- **Set task a**
Using the forum thread below about buying an investment property jointly, decide whether each statement agrees with it: (i) the father will pay cash for his two-thirds share; (ii) the son is on the 41% tax rate; (iii) Joe_90 says the father will be assessed to income tax on 2/3 of the rental profit. Answer yes or no for each and quote the deciding words of the thread.

- **Provided passage**
# Buying an investment property jointly with my son



## Mr Eastwood (23 Jan 2014)

My son and I are buying a house jointly for investment. Ownership will be split 2 thirds/1third. I will be paying cash for my 2 thirds and my son will be getting a mortgage for most of his third. Because my sons wage is low he will only get a mortgage if it is done in joint names. 
This raises 2 questions, one legal and the other is tax/financial related, but I realize I am not allowed ask the same question in two forums
1/ Is it legally possible to have a house jointly owned and split as described above.  (I am guessing that will not be a problem)
2/ When we receive income from the property will the tax man tax us in accordance with our 2 thirds/1 third ownership arrangements. Even though it will be a joint mortgage my son will be paying the entire mortgage. I already am on the 41% tax rate and my son on the 20% rate. 
Any info would be greatly appreciated


----------



## Nige (23 Jan 2014)

why are you paying the mortgage?  
That will be treated as either:
- evidence that you are the beneficial owner of the full house and taxable on the full rent (less allowable expenses) or
- a gift to your son subject to CAT (if you exceed the threshold).  In this scenario, the rent will be taxed on the 2/3 1/3 ratio.


----------



## Mr Eastwood (23 Jan 2014)

Thanks for reply Nige. 
Just to clarify, I will not be paying any of the mortgage as I have the cash for my 2 thirds. My son will need a mortgage for most of his third as he does not have the funds, but his income is too low to get a mortgage on his own. He will only get a mortgage if it is done jointly with me


----------



## Joe_90 (23 Jan 2014)

So he wants to buy a property but can't as he does not have the finances.
You are going to buy 2/3 of an investment property?
Would you invest in property if it were not for your son?
You will be assessed to income tax in 2/3 of the rental profit.
If you choose to gift that income to your son then there is a €3,000 exemption the balance will start to eat into your class A threshold for CAT.


----------



## Brendan Burgess (23 Jan 2014)

> My son and I are buying a house jointly for investment.



I think you should post your son's financial position in a separate Case Study.

Forget the tax issues. This looks all wrong to me. 

If you help your son to buy a house to live in ,that is fine.

If your son is on a 20% tax band, he should not be borrowing to invest.  Borrowing to buy a house is a different thing, but probably still too risky.

- **Set task b**
Extract every line of the records below that contains the string "blue".

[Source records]
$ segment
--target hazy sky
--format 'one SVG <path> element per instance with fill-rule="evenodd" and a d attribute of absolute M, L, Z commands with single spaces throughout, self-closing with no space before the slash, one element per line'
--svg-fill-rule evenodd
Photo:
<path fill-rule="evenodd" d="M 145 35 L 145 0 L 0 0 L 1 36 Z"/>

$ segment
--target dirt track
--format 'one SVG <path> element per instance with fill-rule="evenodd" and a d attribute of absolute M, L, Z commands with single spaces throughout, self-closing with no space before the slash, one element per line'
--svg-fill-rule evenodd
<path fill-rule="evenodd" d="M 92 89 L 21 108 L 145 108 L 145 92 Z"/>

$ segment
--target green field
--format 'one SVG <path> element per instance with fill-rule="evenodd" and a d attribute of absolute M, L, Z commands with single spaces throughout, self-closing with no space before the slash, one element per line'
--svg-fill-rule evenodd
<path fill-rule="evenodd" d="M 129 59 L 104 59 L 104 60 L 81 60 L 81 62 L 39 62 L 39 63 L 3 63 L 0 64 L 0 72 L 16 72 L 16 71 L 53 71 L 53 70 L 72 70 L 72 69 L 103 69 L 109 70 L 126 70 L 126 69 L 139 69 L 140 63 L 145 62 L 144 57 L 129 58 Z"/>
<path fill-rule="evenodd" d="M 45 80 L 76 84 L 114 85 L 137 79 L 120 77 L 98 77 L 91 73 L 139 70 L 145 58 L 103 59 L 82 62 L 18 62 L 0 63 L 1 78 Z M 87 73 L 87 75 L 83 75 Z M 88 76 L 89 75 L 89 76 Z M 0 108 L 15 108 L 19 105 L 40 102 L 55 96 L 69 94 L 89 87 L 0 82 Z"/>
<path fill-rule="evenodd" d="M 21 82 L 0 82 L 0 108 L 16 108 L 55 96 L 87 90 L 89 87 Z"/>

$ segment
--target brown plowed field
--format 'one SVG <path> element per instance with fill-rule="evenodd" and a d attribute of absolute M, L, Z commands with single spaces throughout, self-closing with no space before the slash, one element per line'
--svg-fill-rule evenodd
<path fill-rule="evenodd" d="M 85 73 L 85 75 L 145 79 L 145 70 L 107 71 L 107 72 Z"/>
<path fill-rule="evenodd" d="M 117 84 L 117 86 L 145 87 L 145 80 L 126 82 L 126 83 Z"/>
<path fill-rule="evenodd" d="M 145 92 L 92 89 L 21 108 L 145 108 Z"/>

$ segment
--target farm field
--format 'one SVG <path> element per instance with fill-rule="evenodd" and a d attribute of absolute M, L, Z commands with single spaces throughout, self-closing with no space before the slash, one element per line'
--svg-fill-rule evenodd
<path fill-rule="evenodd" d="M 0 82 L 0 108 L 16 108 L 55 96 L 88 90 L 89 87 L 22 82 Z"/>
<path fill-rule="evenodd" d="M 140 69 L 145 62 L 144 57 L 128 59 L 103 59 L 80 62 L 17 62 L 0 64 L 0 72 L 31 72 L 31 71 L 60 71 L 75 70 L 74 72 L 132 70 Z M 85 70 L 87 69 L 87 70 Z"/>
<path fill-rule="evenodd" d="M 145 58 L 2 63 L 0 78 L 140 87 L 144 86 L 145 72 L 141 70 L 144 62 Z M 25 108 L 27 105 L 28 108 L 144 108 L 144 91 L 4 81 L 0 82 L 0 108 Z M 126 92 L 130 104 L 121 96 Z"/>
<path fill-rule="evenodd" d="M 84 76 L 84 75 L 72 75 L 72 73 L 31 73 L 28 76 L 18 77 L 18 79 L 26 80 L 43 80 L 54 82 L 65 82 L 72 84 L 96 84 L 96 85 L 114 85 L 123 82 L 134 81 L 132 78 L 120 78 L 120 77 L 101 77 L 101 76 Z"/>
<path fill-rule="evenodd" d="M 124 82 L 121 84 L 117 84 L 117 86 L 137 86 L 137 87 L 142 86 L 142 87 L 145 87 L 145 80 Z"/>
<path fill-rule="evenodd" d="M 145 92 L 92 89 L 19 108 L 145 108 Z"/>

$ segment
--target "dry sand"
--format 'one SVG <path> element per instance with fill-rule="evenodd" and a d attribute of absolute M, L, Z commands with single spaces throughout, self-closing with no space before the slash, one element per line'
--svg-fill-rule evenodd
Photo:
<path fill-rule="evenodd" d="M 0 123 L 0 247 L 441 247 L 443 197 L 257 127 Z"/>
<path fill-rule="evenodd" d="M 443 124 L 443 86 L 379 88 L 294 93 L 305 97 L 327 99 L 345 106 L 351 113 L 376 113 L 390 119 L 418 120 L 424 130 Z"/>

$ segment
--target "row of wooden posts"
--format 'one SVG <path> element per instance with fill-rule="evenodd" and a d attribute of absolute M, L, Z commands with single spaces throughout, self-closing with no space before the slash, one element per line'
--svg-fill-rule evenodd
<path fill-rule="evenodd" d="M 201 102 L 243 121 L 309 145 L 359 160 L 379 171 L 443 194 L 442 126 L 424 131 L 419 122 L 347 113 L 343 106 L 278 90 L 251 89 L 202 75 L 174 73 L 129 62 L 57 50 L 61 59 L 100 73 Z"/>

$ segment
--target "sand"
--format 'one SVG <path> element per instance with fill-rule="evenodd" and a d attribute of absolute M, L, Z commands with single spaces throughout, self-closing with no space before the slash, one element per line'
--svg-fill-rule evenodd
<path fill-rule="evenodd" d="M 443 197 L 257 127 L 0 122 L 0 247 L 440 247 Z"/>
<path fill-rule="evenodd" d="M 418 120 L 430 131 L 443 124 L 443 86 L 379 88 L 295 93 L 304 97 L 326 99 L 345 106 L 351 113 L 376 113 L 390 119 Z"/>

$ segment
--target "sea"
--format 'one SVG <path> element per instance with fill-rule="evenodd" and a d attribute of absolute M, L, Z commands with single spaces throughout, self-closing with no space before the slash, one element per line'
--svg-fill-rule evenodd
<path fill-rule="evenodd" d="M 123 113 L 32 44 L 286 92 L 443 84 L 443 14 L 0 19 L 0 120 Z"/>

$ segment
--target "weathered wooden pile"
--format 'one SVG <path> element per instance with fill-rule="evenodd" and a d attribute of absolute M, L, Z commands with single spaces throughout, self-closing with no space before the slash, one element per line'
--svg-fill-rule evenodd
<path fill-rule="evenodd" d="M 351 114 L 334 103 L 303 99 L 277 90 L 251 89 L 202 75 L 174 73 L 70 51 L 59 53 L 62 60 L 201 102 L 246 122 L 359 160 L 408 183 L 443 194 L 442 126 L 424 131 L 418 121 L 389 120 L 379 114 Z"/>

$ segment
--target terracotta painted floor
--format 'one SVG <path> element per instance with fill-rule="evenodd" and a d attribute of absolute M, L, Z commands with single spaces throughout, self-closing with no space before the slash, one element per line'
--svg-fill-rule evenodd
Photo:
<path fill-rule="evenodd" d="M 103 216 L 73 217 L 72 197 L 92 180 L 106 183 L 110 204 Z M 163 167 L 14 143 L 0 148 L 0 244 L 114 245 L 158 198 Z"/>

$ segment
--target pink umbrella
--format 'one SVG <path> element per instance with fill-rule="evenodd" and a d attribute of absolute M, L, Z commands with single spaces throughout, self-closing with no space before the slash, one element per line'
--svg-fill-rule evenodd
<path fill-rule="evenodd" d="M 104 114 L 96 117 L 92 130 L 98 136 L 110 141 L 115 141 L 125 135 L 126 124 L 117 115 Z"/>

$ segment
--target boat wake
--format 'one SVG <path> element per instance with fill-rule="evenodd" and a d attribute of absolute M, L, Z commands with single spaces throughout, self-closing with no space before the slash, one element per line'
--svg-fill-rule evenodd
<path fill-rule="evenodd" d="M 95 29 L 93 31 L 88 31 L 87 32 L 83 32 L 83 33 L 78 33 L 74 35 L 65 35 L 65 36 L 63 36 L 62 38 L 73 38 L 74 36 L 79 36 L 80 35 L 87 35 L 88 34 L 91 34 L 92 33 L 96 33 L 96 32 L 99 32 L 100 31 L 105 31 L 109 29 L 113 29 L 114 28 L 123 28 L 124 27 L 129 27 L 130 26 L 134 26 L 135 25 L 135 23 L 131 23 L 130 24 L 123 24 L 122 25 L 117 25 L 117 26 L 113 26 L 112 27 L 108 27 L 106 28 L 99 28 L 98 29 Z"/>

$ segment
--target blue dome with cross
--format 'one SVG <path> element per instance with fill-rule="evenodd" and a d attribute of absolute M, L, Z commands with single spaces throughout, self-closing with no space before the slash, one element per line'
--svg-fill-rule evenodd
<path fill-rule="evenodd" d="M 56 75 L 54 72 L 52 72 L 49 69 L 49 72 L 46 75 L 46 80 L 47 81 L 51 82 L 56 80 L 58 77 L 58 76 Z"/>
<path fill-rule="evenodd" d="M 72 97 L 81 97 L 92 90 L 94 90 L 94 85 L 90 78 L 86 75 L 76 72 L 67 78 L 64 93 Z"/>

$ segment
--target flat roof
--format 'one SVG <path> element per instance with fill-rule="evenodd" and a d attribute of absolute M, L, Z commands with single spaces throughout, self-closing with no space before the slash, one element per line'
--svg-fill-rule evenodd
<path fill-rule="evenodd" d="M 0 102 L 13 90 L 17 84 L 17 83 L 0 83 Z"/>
--
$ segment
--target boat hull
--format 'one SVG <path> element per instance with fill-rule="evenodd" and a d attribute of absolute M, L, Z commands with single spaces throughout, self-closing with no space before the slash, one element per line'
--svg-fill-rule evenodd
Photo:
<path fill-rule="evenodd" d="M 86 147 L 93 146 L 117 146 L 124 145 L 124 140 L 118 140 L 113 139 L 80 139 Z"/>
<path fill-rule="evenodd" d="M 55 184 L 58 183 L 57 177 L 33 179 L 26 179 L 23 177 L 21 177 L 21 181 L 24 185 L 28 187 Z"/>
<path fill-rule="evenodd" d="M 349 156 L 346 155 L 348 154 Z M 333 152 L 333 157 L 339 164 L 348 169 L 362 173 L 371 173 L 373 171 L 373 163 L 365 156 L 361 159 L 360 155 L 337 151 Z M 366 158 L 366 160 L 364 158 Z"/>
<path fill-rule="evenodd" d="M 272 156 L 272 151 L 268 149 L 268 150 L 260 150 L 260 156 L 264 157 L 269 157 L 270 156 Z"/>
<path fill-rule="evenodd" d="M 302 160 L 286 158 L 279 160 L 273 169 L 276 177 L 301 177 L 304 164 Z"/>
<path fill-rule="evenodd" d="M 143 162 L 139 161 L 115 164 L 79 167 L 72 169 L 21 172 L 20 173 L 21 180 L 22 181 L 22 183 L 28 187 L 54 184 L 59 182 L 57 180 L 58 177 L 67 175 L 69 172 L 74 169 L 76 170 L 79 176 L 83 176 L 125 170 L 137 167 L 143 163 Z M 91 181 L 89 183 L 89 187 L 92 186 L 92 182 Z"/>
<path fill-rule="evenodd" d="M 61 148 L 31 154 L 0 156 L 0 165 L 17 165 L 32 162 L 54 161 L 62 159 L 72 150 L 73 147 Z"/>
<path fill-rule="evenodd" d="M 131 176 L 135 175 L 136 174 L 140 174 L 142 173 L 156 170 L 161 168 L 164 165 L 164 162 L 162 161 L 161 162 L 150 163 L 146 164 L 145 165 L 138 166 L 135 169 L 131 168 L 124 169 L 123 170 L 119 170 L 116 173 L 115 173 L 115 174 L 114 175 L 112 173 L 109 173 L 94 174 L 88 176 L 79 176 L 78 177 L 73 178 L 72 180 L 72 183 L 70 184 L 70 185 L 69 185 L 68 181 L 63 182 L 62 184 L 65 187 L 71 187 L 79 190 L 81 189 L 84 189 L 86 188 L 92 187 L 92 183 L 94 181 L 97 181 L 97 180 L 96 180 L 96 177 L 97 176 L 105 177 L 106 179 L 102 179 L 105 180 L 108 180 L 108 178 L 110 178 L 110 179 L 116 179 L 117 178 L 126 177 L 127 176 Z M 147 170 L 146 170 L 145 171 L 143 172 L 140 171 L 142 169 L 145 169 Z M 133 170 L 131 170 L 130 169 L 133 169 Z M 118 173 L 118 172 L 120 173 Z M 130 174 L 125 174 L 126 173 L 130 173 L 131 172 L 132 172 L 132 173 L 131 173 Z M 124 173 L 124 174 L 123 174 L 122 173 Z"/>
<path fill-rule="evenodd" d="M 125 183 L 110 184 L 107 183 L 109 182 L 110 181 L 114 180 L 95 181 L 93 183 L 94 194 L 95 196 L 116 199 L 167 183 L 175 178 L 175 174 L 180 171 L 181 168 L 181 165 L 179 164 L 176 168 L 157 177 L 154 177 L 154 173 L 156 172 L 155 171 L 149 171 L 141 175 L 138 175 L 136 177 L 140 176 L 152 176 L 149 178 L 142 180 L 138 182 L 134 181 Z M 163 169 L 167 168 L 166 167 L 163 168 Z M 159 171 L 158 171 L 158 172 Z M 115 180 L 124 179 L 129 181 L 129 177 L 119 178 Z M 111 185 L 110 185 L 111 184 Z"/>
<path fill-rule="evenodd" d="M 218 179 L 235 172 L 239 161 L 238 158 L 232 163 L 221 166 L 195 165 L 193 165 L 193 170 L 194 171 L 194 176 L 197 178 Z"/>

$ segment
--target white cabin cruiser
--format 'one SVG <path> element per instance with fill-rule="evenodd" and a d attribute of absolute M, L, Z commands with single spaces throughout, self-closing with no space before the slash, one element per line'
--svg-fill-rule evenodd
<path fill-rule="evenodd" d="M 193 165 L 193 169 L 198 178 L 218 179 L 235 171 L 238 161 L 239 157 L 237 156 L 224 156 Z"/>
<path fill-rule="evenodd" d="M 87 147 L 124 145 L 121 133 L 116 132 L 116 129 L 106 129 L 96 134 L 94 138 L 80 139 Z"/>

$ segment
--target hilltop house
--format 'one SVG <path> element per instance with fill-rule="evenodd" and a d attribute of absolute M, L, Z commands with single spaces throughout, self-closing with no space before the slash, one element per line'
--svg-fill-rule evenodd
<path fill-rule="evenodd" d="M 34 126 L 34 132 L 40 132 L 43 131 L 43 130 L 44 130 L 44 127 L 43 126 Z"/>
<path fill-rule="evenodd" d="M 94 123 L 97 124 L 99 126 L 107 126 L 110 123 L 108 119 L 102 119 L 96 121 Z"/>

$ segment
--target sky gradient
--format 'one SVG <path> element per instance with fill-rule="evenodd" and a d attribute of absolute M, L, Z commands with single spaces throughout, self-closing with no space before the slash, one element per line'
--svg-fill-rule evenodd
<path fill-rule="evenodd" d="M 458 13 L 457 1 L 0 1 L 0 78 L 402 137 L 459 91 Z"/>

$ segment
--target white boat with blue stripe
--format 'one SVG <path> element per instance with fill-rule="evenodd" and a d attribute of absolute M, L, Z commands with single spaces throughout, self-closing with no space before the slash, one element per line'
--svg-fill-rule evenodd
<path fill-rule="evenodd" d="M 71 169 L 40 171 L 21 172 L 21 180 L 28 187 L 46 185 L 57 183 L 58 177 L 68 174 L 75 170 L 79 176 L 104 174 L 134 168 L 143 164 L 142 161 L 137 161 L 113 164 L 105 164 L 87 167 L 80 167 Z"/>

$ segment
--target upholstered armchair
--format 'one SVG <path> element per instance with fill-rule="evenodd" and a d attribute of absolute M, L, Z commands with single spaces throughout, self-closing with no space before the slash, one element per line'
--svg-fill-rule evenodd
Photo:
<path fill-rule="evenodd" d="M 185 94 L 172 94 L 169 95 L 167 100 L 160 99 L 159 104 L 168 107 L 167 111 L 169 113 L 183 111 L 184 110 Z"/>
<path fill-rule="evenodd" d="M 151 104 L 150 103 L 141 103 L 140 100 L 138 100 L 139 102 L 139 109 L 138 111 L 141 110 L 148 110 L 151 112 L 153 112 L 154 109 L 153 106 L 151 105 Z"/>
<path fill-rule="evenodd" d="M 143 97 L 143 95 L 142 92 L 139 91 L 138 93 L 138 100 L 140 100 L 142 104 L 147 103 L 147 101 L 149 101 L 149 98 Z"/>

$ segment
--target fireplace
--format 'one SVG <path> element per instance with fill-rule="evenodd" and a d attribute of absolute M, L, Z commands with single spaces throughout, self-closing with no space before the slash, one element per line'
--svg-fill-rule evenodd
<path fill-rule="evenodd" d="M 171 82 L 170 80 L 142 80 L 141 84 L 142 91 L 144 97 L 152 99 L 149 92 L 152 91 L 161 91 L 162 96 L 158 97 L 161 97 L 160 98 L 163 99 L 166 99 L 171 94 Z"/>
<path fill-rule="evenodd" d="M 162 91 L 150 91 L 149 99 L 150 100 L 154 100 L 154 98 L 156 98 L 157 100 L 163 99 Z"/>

- **Written answer a**
(i) Yes: "I will be paying cash for my 2 thirds"
(ii) No: "I already am on the 41% tax rate and my son on the 20% rate."
(iii) Yes: "You will be assessed to income tax in 2/3 of the rental profit."

- **Written answer b**
--target blue dome with cross
--target white boat with blue stripe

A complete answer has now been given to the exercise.